>>

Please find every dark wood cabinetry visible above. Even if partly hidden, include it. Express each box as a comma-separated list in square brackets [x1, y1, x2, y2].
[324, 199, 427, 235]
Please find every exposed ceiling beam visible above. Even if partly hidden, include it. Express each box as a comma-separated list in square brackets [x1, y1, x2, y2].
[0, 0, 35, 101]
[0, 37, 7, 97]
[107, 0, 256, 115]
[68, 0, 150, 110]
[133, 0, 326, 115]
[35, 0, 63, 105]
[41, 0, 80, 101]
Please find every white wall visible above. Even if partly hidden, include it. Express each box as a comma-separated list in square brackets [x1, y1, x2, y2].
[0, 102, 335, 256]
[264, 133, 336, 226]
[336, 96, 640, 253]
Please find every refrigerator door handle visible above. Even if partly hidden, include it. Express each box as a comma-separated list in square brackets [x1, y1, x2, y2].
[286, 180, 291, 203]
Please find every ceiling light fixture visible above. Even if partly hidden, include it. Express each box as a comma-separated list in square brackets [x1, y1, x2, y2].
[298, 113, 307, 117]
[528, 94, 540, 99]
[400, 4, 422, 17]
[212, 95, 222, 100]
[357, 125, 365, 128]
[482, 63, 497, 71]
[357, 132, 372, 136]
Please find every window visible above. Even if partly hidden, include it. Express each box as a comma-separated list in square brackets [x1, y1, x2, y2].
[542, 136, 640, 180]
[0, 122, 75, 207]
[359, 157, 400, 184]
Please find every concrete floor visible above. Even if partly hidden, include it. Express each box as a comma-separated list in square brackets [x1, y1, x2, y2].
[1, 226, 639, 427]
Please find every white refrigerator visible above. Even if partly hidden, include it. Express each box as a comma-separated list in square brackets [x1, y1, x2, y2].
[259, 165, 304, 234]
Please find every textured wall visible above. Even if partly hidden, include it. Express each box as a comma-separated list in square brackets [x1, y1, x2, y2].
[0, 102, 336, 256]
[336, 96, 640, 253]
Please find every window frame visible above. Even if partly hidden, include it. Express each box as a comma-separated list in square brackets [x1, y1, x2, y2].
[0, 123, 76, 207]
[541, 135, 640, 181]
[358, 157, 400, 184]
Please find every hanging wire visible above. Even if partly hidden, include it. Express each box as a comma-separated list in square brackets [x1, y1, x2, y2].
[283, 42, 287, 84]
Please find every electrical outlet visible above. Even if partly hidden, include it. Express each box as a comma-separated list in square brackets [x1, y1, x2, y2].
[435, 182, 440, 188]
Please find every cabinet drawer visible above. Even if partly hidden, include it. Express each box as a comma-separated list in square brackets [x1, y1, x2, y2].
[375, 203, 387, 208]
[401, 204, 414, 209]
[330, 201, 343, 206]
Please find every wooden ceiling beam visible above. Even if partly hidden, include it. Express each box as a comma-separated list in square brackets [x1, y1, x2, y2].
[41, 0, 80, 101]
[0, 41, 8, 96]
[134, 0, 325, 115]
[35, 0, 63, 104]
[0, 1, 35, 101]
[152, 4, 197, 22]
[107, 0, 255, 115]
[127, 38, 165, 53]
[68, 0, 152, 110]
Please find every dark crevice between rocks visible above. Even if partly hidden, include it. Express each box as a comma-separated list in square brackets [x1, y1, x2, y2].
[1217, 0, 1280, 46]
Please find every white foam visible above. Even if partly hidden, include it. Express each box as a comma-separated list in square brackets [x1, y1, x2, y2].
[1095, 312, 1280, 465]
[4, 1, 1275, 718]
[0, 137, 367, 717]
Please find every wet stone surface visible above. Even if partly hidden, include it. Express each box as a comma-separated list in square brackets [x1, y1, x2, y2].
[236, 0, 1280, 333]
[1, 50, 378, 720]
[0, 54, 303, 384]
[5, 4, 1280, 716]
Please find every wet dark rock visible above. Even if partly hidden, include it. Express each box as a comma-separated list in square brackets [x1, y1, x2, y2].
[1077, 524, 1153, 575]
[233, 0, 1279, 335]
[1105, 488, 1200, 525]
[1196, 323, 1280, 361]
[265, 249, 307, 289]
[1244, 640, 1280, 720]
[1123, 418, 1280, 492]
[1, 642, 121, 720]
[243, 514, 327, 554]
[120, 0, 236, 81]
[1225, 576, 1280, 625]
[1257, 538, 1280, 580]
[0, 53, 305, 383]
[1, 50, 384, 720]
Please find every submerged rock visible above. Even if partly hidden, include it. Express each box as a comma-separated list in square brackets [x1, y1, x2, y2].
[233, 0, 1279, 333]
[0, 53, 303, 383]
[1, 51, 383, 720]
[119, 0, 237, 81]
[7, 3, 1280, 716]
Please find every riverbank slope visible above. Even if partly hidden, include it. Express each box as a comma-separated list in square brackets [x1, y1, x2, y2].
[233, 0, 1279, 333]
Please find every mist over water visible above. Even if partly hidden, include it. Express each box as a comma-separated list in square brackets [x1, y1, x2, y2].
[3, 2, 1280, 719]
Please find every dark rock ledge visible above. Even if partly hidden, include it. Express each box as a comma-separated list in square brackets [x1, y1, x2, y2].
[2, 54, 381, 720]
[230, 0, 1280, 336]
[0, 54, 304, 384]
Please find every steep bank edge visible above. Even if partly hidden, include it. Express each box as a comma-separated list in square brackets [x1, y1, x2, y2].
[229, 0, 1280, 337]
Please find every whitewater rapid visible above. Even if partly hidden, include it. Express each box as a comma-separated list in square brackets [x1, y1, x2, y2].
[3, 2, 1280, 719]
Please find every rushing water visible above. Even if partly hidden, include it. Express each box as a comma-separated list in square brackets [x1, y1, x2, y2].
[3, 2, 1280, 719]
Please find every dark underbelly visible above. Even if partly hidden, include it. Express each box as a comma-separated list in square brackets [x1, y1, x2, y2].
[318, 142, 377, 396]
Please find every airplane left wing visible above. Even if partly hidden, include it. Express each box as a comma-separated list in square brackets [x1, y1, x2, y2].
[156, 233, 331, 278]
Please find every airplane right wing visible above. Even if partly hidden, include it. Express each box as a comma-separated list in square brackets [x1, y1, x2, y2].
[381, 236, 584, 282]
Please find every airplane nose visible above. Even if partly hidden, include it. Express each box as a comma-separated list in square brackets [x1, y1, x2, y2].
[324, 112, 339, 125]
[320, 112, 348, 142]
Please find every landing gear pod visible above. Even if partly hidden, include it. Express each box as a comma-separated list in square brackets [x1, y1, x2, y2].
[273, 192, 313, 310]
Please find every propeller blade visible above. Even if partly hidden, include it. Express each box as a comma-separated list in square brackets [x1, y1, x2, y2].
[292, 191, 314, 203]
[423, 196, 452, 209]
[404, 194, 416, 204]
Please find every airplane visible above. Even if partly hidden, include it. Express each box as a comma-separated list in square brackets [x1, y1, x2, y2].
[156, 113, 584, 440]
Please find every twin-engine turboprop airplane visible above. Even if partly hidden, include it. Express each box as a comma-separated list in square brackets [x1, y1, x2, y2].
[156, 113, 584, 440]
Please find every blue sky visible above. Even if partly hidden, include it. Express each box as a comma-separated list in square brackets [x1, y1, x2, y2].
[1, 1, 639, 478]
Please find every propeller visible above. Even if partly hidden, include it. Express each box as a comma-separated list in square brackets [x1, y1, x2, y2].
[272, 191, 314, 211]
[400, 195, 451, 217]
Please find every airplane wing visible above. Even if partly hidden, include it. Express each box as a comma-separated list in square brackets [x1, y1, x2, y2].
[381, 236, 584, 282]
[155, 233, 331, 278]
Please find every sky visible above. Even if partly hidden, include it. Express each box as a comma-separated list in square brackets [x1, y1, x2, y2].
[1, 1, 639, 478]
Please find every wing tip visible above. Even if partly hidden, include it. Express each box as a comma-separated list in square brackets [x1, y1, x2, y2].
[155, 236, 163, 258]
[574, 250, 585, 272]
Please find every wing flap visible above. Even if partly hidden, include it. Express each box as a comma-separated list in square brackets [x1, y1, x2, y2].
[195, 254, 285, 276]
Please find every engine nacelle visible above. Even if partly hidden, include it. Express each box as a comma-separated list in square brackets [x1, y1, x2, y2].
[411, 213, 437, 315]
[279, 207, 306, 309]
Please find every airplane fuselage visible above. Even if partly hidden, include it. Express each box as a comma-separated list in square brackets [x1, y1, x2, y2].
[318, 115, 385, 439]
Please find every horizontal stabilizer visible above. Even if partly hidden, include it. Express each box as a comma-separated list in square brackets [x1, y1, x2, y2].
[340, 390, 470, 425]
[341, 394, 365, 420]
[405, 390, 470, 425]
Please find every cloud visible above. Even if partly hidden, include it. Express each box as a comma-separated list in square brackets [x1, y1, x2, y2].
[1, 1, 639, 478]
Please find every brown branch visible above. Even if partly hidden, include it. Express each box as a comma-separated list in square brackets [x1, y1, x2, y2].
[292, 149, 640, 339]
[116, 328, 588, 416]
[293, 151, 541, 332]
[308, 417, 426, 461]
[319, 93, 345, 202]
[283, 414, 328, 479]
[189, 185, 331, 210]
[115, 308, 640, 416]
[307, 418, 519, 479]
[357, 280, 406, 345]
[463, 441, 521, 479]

<<

→ **THE PROBLEM**
Write out again, exactly as they appear above, the lines from the one containing "Please find every sky" to the final line, and only those.

→ **WRITTEN RESPONSE**
Please find every sky visible above. Even if partly hidden, include it. Express each box as a comma-separated list in square brackets [x1, y1, x2, y2].
[1, 1, 639, 478]
Please find every wing tip visible above. Even if partly hidden, include it. Express each box as a comma-separated list in square brackets [x1, y1, x2, y2].
[155, 236, 163, 258]
[574, 250, 585, 272]
Please find every wing flap visible above. Even if partly hidden, include it. Express each box as a comma-separated list in square brackets [x1, y1, x2, y2].
[195, 254, 285, 276]
Please find every engine nacelle visible above. Even if partly hidden, include it. Express each box as a comma-separated list in square brackets [x1, y1, x2, y2].
[411, 213, 437, 315]
[279, 207, 306, 309]
Please find every airplane fuselage visible above. Even if partly hidden, include it. Express each box as a comma-separated list in square brackets [x1, y1, x2, y2].
[318, 115, 385, 439]
Please find every horizontal stabilizer visible above. Even if partly hidden, include it. Express each box as a comma-separated list in square brackets [x1, y1, x2, y2].
[340, 390, 470, 425]
[341, 394, 365, 420]
[405, 390, 470, 425]
Please find every cloud visible above. Even if partly hidden, include it. Express each box as a comma-separated list in square brackets [x1, y1, x2, y2].
[1, 1, 639, 478]
Please find every brown branch visible above. Even if partly hidden, include it. Express each box as a comma-separated list in square brackets [x1, y1, x2, y2].
[292, 149, 640, 339]
[116, 328, 588, 416]
[293, 151, 541, 332]
[308, 417, 426, 461]
[319, 93, 345, 202]
[283, 414, 328, 479]
[189, 185, 331, 210]
[115, 308, 640, 416]
[307, 418, 519, 479]
[357, 280, 406, 345]
[463, 441, 521, 479]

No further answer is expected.